(Data entries)
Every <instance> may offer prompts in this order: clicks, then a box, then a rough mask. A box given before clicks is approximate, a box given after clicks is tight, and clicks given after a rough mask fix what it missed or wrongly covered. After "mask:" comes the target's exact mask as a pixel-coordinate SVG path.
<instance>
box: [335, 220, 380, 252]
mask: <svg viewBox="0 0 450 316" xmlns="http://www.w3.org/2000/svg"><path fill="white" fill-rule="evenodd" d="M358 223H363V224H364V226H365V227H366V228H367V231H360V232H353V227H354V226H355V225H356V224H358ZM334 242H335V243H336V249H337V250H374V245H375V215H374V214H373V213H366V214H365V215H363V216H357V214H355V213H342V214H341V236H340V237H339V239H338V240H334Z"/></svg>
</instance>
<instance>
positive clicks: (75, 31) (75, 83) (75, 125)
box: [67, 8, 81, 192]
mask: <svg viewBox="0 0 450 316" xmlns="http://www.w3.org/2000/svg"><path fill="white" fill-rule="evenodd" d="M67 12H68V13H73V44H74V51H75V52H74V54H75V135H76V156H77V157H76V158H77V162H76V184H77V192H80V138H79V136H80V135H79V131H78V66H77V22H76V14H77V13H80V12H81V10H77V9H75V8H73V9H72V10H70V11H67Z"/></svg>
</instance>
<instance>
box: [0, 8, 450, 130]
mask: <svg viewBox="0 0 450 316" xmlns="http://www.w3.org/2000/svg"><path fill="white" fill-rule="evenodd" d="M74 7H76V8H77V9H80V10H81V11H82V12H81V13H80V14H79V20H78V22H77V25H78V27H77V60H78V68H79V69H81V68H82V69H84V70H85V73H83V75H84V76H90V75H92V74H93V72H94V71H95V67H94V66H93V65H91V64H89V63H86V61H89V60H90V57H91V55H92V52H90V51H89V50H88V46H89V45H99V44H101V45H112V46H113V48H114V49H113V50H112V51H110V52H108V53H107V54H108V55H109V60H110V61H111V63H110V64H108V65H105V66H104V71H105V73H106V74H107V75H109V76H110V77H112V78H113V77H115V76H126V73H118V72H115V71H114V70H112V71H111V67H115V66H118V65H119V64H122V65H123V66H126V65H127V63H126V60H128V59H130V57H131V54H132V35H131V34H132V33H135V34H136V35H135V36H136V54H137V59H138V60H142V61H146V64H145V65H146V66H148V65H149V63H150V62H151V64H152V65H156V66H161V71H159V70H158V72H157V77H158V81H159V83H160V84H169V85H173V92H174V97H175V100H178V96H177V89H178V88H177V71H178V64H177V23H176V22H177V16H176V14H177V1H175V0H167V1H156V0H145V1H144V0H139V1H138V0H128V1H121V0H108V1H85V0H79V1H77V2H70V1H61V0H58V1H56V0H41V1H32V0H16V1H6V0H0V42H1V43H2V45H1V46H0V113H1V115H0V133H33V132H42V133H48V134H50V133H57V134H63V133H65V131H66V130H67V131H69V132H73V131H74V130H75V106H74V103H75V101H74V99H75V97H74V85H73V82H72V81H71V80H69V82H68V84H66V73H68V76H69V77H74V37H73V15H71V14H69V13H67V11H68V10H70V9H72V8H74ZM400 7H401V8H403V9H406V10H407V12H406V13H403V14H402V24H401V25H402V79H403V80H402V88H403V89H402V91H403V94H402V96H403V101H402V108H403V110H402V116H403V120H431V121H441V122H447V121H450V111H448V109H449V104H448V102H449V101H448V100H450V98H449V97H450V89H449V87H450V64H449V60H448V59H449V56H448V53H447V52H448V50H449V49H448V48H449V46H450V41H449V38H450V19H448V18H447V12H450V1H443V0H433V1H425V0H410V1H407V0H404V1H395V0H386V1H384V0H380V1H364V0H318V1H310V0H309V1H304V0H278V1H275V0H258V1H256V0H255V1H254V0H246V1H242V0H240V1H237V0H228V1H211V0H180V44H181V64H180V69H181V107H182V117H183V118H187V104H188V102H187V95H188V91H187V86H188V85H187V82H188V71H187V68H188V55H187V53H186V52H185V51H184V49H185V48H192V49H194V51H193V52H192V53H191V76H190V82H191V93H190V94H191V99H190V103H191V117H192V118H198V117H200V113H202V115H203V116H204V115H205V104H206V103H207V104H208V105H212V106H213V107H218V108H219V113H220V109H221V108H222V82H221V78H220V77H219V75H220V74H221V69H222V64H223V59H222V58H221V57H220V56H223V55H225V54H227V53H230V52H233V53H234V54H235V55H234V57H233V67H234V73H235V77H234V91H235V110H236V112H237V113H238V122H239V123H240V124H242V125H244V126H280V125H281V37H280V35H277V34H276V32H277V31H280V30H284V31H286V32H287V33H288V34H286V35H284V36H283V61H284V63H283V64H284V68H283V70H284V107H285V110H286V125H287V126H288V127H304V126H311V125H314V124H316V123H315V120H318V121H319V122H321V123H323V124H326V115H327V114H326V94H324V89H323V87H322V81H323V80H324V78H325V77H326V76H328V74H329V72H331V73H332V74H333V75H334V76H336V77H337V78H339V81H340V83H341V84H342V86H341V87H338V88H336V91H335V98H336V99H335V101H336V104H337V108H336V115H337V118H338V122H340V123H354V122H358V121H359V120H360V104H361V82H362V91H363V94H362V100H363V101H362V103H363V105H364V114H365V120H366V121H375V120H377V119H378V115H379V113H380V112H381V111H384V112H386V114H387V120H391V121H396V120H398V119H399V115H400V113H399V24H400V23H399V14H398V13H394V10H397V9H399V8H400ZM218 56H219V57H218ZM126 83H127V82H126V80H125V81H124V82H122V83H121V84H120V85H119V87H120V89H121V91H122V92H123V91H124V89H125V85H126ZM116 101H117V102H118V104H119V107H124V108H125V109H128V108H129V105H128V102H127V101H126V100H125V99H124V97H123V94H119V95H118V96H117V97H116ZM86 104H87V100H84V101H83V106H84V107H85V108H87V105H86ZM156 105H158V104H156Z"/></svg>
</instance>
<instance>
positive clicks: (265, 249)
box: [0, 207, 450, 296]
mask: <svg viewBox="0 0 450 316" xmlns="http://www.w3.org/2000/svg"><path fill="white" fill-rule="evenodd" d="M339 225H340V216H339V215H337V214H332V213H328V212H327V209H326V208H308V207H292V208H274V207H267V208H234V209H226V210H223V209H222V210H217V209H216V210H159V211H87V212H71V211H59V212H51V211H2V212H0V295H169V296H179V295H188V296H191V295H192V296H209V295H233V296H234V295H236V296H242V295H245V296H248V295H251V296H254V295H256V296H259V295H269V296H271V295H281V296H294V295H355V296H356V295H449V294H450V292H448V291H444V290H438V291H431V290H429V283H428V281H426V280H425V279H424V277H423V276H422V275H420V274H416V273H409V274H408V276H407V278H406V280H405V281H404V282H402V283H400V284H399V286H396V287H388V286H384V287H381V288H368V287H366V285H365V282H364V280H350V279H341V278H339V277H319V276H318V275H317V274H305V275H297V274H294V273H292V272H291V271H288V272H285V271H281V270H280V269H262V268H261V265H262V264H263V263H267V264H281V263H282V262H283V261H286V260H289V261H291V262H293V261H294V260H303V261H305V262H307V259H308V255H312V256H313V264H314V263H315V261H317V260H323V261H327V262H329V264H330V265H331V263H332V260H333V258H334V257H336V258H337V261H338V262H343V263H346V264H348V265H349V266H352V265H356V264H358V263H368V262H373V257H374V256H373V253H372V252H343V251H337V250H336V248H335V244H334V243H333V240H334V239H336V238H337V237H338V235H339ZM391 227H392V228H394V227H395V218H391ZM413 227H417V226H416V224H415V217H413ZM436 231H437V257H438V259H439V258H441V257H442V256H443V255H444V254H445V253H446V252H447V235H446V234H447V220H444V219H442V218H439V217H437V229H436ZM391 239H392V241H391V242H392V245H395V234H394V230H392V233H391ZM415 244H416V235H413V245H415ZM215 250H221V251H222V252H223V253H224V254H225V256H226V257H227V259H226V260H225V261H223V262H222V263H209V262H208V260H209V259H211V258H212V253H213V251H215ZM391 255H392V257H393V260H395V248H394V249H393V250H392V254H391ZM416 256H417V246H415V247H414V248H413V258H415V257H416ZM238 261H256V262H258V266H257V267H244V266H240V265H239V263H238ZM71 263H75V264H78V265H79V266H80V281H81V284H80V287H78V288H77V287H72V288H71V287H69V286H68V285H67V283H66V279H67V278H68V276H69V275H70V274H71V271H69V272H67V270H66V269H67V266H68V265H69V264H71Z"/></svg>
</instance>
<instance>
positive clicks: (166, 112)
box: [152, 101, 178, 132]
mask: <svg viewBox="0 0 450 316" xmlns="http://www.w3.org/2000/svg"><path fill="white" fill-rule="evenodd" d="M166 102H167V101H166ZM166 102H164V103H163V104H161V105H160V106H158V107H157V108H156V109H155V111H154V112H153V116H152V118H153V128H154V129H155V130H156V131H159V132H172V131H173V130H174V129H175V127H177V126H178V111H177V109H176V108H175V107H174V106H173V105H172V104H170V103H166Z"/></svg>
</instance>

▶ [Work required]: Where a line of the records holds the word "clicks", copy that line.

▶ [Task result]:
Every <instance> may offer prompts in this order: clicks, then a box, then a rough mask. A box given before clicks is approximate, a box given after clicks is tight, and clicks given after a rough mask fix what it missed or wrongly covered. After "mask:" comes the target's exact mask as a pixel-coordinate SVG path.
positive clicks: (75, 31) (75, 83) (75, 125)
positive clicks: (265, 249)
positive clicks: (166, 112)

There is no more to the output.